◆ Exercise requirements: Reproduce every line of the entries below without any changes, leaving out the pictures.

::: Dataset records :::

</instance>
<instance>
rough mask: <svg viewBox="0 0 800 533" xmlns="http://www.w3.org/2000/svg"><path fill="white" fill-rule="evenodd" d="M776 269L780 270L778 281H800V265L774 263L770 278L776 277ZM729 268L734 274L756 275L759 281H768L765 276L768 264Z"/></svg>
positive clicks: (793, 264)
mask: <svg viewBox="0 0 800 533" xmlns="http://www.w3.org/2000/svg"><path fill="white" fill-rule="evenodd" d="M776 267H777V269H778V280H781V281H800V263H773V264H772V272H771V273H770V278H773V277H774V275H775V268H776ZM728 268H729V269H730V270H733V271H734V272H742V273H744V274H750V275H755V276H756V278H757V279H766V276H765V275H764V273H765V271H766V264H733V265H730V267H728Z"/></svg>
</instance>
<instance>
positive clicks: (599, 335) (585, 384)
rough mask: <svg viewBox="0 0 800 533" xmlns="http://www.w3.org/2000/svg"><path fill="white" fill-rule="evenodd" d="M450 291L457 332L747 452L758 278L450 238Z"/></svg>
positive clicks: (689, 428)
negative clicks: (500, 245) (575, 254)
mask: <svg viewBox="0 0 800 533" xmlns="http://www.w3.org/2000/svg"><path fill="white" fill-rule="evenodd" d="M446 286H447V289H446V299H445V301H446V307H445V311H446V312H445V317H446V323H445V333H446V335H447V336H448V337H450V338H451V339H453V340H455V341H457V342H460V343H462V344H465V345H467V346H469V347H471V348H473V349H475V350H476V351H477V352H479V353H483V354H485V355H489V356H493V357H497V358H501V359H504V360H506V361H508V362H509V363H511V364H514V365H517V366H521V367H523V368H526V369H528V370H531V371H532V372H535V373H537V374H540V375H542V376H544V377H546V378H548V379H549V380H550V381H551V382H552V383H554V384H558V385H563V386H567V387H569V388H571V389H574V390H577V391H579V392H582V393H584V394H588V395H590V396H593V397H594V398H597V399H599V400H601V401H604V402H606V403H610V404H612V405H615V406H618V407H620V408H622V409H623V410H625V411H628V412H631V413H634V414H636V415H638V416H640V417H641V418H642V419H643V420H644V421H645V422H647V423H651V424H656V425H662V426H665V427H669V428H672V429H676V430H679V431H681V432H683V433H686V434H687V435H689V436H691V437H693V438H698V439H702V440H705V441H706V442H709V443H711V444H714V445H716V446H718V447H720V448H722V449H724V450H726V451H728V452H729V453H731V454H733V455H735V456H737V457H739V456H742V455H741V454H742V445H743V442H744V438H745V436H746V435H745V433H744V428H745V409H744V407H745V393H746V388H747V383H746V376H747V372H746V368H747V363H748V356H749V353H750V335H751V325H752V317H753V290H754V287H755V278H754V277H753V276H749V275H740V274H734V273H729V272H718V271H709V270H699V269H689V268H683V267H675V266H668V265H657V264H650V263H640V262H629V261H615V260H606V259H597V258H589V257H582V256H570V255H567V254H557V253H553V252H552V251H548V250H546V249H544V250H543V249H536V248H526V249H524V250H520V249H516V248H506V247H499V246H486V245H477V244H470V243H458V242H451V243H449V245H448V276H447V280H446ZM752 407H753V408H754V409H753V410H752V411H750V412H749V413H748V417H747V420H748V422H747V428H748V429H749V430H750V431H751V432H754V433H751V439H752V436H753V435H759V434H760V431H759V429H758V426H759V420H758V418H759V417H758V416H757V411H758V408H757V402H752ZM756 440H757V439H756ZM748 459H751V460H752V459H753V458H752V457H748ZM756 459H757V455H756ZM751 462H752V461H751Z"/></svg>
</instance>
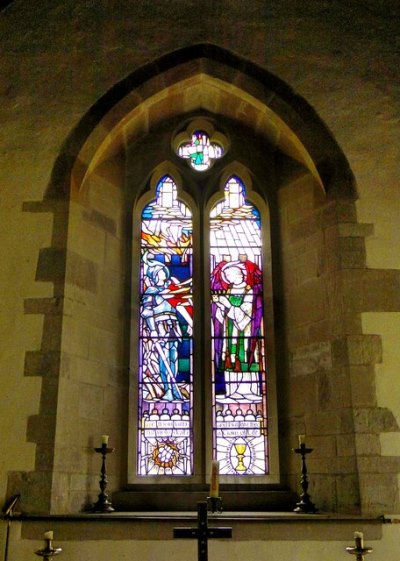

:::

◆ Answer to this task:
</instance>
<instance>
rough mask: <svg viewBox="0 0 800 533" xmlns="http://www.w3.org/2000/svg"><path fill="white" fill-rule="evenodd" d="M776 269L780 270L778 281H800V265L774 263L770 278L776 277ZM729 268L734 274L756 275L759 281H768L765 276L768 264Z"/></svg>
positive clicks: (793, 264)
mask: <svg viewBox="0 0 800 533" xmlns="http://www.w3.org/2000/svg"><path fill="white" fill-rule="evenodd" d="M776 267H777V269H778V280H781V281H800V263H773V264H772V272H771V273H770V278H773V277H774V275H775V268H776ZM728 268H729V269H730V270H733V271H734V272H742V273H744V274H750V275H755V276H756V278H757V279H766V276H765V275H764V273H765V271H766V264H733V265H730V267H728Z"/></svg>
</instance>
<instance>
positive clicks: (599, 335) (585, 384)
rough mask: <svg viewBox="0 0 800 533" xmlns="http://www.w3.org/2000/svg"><path fill="white" fill-rule="evenodd" d="M450 291L457 332L747 452L758 278L450 238Z"/></svg>
positive clicks: (689, 428)
negative clicks: (500, 245) (575, 254)
mask: <svg viewBox="0 0 800 533" xmlns="http://www.w3.org/2000/svg"><path fill="white" fill-rule="evenodd" d="M446 286H447V289H446V299H445V301H446V307H445V311H446V312H445V317H446V323H445V333H446V335H447V336H448V337H450V338H451V339H453V340H455V341H457V342H460V343H462V344H465V345H467V346H469V347H471V348H473V349H475V350H476V351H477V352H479V353H483V354H485V355H489V356H493V357H497V358H501V359H504V360H506V361H508V362H509V363H511V364H514V365H517V366H521V367H523V368H526V369H528V370H531V371H532V372H535V373H537V374H540V375H542V376H544V377H546V378H548V379H549V380H550V381H551V382H552V383H554V384H558V385H563V386H567V387H569V388H571V389H574V390H577V391H579V392H582V393H584V394H588V395H590V396H593V397H594V398H597V399H599V400H601V401H604V402H606V403H610V404H612V405H615V406H618V407H620V408H622V409H623V410H625V411H628V412H631V413H634V414H636V415H638V416H640V417H641V418H642V419H643V420H644V421H645V422H647V423H651V424H656V425H662V426H665V427H669V428H672V429H676V430H679V431H681V432H683V433H686V434H687V435H689V436H691V437H693V438H698V439H702V440H705V441H706V442H709V443H711V444H714V445H716V446H718V447H720V448H722V449H724V450H726V451H728V452H729V453H731V454H733V455H735V456H737V457H739V456H742V455H741V454H742V445H743V442H744V438H745V436H746V435H745V433H744V428H745V409H744V407H745V393H746V388H747V383H746V376H747V372H746V368H747V363H748V356H749V353H750V335H751V325H752V317H753V290H754V287H755V278H754V277H753V276H749V275H740V274H734V273H729V272H718V271H709V270H699V269H689V268H683V267H675V266H668V265H657V264H650V263H640V262H629V261H615V260H606V259H597V258H589V257H582V256H570V255H567V254H557V253H553V252H552V251H548V250H546V249H544V250H543V249H536V248H526V249H524V250H520V249H516V248H506V247H499V246H486V245H477V244H470V243H458V242H451V243H449V245H448V276H447V280H446ZM752 407H753V408H754V409H753V410H752V411H750V412H749V413H748V417H747V420H748V422H747V428H748V429H749V430H750V431H751V432H754V433H751V439H752V436H753V435H759V434H760V431H759V429H758V426H759V420H758V418H759V417H758V416H757V411H758V408H757V402H752ZM756 440H757V439H756ZM748 459H751V460H752V459H753V458H752V457H748ZM756 459H757V455H756ZM751 462H752V461H751Z"/></svg>
</instance>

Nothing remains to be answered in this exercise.